■ **Your task**: Retype only the lines at the head of the records, first through the one with "box: [4, 80, 608, 391]", exactly as written.

■ **Record excerpts**:
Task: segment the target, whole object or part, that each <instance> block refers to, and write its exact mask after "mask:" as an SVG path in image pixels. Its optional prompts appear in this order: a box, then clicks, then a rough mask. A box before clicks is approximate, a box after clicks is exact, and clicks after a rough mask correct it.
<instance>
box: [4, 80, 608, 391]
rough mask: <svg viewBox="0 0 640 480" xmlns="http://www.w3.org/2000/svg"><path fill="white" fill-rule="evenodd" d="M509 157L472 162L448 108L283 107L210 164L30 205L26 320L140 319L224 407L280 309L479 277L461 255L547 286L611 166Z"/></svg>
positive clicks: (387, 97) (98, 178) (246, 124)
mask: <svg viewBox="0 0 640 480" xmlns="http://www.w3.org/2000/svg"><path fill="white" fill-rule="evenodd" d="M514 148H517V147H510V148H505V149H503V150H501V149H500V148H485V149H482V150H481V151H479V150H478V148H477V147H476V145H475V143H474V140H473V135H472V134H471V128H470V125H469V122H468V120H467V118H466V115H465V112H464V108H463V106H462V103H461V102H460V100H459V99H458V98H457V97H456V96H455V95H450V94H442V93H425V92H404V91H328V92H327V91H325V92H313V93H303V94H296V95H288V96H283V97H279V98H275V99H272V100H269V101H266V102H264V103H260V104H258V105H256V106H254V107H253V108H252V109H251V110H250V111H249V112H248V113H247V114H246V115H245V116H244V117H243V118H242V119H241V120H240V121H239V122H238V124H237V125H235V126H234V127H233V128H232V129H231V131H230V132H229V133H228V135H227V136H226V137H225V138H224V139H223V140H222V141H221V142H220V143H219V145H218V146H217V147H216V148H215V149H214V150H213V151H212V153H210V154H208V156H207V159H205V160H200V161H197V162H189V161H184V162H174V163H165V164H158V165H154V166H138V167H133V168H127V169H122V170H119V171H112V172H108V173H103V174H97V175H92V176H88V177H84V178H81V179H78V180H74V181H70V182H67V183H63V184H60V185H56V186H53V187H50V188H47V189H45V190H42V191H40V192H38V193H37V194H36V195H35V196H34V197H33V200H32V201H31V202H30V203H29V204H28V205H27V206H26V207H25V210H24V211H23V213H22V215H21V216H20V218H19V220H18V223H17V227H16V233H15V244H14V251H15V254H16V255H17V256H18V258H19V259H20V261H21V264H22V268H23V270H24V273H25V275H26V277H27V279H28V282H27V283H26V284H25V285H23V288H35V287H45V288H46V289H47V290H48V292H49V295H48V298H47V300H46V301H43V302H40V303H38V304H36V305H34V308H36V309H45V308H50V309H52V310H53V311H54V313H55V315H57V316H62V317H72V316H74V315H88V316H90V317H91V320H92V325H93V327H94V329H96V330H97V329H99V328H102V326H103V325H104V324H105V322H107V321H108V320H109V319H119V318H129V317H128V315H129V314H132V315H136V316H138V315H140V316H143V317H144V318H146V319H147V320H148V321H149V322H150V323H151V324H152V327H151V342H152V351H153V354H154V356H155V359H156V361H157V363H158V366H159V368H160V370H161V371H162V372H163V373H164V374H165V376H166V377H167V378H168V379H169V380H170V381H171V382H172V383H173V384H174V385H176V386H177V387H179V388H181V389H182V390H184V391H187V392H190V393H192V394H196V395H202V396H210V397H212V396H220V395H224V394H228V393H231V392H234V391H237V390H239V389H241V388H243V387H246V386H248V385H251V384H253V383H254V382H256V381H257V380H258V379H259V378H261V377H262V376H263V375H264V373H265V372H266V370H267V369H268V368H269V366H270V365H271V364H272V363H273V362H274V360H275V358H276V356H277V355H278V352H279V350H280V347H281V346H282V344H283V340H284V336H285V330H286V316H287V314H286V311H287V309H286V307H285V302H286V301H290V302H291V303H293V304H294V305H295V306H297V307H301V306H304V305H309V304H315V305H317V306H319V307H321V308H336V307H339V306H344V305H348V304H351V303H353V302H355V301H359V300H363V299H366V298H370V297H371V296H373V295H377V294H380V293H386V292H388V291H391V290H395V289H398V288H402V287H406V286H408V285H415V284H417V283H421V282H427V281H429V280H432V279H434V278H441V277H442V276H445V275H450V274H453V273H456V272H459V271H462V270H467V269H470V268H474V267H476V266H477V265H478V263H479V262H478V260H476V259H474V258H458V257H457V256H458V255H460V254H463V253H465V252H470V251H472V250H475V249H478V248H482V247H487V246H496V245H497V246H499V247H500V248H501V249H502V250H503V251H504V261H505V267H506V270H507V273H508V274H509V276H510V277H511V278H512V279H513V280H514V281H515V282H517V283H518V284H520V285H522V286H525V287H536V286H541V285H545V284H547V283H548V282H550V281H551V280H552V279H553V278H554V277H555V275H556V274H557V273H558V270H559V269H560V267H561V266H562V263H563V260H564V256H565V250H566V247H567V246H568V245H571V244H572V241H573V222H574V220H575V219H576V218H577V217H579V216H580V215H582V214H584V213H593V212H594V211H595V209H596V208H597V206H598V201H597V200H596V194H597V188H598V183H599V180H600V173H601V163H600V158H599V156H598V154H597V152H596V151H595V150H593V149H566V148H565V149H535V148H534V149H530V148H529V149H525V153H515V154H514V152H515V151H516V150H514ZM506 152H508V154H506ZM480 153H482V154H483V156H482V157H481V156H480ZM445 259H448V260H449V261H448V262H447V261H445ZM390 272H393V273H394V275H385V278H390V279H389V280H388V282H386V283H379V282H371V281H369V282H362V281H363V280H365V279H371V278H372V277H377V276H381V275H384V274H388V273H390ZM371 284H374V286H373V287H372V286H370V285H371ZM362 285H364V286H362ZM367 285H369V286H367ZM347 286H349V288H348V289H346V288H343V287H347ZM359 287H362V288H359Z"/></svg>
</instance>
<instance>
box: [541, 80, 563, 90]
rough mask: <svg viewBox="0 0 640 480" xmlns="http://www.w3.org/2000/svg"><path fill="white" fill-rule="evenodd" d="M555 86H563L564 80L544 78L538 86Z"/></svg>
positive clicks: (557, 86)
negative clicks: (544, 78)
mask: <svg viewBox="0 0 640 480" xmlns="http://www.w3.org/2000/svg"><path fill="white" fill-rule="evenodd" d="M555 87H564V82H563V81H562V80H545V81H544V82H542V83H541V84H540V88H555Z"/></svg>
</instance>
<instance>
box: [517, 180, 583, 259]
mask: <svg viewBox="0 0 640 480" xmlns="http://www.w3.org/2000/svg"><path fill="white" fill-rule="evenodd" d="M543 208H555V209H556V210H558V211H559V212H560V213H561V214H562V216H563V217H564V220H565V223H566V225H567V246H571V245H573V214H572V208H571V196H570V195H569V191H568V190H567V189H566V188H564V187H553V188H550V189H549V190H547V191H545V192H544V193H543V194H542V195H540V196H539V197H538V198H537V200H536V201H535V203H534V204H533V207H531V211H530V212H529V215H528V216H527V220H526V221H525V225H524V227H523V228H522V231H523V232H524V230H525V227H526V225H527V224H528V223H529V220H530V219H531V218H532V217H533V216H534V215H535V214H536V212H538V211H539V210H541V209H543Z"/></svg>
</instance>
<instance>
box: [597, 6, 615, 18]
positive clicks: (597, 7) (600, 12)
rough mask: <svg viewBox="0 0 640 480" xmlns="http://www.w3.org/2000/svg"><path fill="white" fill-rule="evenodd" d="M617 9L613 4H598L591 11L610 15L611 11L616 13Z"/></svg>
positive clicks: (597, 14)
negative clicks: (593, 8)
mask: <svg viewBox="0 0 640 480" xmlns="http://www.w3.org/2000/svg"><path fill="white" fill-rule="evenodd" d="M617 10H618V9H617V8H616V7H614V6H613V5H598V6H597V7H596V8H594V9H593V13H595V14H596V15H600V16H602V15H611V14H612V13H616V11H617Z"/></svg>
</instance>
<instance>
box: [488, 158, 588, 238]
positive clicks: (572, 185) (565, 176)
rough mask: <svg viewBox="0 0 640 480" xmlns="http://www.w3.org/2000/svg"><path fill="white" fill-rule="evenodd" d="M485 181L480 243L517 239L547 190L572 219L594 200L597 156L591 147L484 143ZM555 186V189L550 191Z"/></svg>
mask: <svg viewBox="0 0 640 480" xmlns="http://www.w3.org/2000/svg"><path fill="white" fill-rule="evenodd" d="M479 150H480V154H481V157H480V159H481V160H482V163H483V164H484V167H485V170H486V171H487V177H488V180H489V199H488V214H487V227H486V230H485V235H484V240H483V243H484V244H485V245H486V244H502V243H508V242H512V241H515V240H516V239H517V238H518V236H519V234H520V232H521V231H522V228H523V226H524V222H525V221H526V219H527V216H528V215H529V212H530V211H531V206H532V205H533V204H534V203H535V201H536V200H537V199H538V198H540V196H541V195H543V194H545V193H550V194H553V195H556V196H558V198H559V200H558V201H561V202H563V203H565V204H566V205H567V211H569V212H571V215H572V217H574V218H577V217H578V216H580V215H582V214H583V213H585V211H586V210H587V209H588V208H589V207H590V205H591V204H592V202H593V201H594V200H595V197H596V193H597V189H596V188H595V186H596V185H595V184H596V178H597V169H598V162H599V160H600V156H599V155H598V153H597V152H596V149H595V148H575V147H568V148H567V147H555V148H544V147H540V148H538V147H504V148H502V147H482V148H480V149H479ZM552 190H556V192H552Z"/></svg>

■ **Response to the task**:
Task: segment the target, whole object or part, that each <instance> block refers to, and write its exact mask after "mask:" as an SVG path in image pixels. Its optional prompts appear in this order: a box, then clicks, then a rough mask. A box before clicks is approximate, a box after clicks is exact, and clicks after a rough mask correct it.
<instance>
box: [4, 80, 608, 391]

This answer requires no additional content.